Written instruction: Could you transcribe every line of the material below, character for character, and leave the picture out of your answer?

>>>>>

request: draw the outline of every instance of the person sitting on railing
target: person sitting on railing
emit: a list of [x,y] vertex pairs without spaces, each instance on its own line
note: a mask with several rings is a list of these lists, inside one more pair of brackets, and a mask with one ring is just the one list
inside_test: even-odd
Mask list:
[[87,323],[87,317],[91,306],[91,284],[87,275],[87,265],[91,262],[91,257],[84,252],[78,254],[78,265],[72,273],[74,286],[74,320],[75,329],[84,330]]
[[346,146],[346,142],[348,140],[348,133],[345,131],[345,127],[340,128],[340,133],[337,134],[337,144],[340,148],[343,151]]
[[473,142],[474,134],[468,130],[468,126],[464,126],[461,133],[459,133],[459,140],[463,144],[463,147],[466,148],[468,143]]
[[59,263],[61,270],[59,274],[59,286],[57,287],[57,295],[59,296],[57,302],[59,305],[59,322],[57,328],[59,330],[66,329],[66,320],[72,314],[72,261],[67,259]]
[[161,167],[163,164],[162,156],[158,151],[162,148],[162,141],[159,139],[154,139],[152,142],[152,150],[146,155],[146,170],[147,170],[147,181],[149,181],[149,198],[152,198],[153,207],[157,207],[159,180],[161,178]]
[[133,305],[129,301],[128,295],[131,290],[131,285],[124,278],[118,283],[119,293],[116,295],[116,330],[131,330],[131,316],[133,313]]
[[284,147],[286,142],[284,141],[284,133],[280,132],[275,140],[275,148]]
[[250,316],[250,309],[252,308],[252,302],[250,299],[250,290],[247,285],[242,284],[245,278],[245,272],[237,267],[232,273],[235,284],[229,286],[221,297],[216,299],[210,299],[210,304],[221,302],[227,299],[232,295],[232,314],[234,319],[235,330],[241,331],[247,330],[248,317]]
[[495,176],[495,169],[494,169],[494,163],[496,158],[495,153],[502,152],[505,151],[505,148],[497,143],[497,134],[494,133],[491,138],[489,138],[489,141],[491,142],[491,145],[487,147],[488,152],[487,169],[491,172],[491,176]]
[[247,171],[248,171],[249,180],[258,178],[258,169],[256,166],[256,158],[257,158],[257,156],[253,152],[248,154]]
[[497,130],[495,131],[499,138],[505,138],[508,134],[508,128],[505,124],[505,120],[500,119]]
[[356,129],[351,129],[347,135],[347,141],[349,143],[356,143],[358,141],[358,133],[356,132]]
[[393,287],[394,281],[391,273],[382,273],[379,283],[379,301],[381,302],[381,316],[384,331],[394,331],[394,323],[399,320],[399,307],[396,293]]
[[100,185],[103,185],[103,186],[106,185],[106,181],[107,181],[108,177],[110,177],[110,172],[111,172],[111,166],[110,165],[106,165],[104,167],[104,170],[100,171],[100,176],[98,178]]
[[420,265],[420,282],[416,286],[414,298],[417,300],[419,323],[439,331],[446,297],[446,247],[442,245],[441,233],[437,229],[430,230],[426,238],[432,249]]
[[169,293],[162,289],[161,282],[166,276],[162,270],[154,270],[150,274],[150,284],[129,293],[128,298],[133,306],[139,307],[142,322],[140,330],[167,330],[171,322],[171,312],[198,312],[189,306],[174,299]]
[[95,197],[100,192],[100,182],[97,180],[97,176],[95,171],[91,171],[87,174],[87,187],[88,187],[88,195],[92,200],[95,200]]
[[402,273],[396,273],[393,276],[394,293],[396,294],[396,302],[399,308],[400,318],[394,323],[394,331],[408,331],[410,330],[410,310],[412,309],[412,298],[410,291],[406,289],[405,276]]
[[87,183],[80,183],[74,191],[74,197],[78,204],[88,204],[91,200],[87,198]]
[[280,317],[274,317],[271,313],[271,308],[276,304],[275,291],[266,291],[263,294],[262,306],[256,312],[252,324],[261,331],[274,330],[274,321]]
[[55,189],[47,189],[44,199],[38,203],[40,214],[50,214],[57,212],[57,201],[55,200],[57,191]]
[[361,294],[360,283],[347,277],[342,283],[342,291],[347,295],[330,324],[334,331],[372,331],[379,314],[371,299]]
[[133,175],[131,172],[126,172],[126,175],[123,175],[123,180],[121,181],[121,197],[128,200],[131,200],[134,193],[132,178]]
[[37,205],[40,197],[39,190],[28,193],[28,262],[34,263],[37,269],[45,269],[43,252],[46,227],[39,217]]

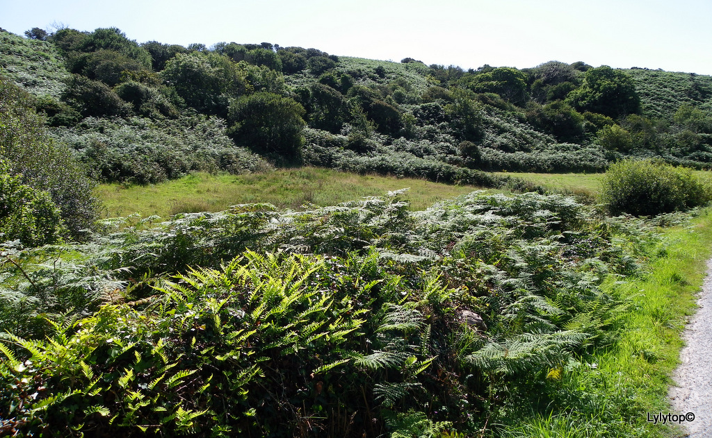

<<<<<

Solution to this task:
request: draw the outline of every instance of the person sitting on railing
target: person sitting on railing
emit: a list of [x,y] vertex pairs without spaces, each instance on its own line
note: a mask with several rings is a list of these lists, inside one more pair of brackets, and a mask with one ring is just the one list
inside_test: even-odd
Mask list:
[[87,323],[87,317],[91,306],[91,284],[87,275],[87,265],[91,262],[91,257],[84,252],[78,254],[78,265],[72,273],[74,286],[74,320],[75,329],[84,330]]
[[346,146],[346,142],[348,140],[348,133],[345,131],[345,127],[340,128],[340,133],[337,134],[337,144],[340,148],[343,151]]
[[473,142],[474,134],[468,130],[468,126],[464,126],[461,133],[459,133],[459,140],[463,144],[463,147],[466,148],[468,143]]
[[59,263],[61,270],[59,274],[59,286],[57,287],[57,295],[59,296],[57,302],[59,305],[59,322],[57,328],[59,330],[66,329],[66,320],[72,314],[72,261],[67,259]]
[[161,167],[163,164],[162,156],[158,151],[162,148],[162,141],[159,139],[154,139],[152,142],[152,150],[146,155],[146,170],[147,170],[147,181],[149,181],[149,198],[152,198],[153,207],[157,207],[159,180],[161,178]]
[[133,305],[129,301],[128,295],[131,290],[131,285],[124,278],[118,283],[119,293],[116,295],[116,330],[131,330],[131,316],[133,313]]
[[284,147],[286,142],[284,141],[284,133],[280,132],[275,140],[275,148]]
[[250,316],[250,309],[252,308],[252,302],[250,299],[250,290],[247,285],[242,284],[245,278],[245,272],[237,267],[232,273],[235,284],[229,286],[221,297],[216,299],[210,299],[210,304],[221,302],[227,299],[232,295],[232,314],[234,319],[235,330],[241,331],[247,330],[248,317]]
[[495,176],[495,169],[494,169],[494,163],[496,158],[495,153],[502,152],[505,151],[505,148],[497,143],[497,134],[494,133],[491,138],[489,138],[489,141],[491,142],[491,145],[487,147],[488,152],[487,169],[491,172],[491,176]]
[[247,171],[248,171],[249,180],[258,178],[258,169],[256,166],[256,158],[257,158],[257,156],[253,152],[248,154]]
[[497,130],[495,131],[499,138],[505,138],[508,134],[508,128],[505,124],[505,120],[500,119]]
[[356,129],[351,129],[347,135],[347,141],[349,143],[356,143],[358,141],[358,133],[356,132]]
[[393,287],[394,281],[391,273],[382,273],[379,283],[379,301],[381,302],[381,316],[384,331],[394,331],[394,323],[399,320],[399,307],[396,293]]
[[100,185],[103,185],[103,186],[106,185],[106,181],[107,181],[108,177],[110,177],[110,172],[111,172],[111,166],[110,165],[106,165],[104,167],[104,170],[100,171],[100,176],[98,178]]
[[420,265],[420,282],[416,286],[414,298],[417,300],[419,323],[439,331],[446,297],[446,247],[442,245],[441,233],[437,229],[430,230],[426,238],[432,249]]
[[169,293],[162,289],[161,282],[166,276],[162,270],[154,270],[150,274],[150,284],[129,293],[128,298],[133,306],[139,307],[142,322],[140,330],[167,330],[171,322],[171,312],[198,312],[189,306],[174,299]]
[[95,197],[100,192],[100,182],[97,180],[97,176],[95,171],[91,171],[87,174],[87,187],[88,187],[88,195],[92,200],[95,200]]
[[402,273],[396,273],[393,276],[394,293],[396,294],[396,302],[399,308],[400,318],[394,323],[394,331],[408,331],[410,330],[410,310],[412,309],[412,298],[410,291],[406,289],[405,276]]
[[87,183],[80,183],[74,191],[74,197],[78,204],[88,204],[91,200],[87,198]]
[[280,317],[274,317],[271,313],[271,308],[276,304],[275,291],[266,291],[263,294],[262,306],[256,312],[252,324],[261,331],[274,330],[274,321]]
[[55,189],[47,189],[44,199],[38,203],[40,214],[50,214],[57,212],[57,201],[55,200],[57,191]]
[[361,294],[360,283],[347,277],[342,283],[342,291],[347,295],[330,324],[334,331],[372,331],[379,314],[371,299]]
[[133,175],[131,172],[126,172],[126,175],[123,175],[123,180],[121,181],[121,197],[128,200],[131,200],[134,193],[132,178]]
[[37,205],[40,197],[39,190],[28,193],[28,262],[34,263],[37,269],[45,269],[43,252],[46,227],[39,217]]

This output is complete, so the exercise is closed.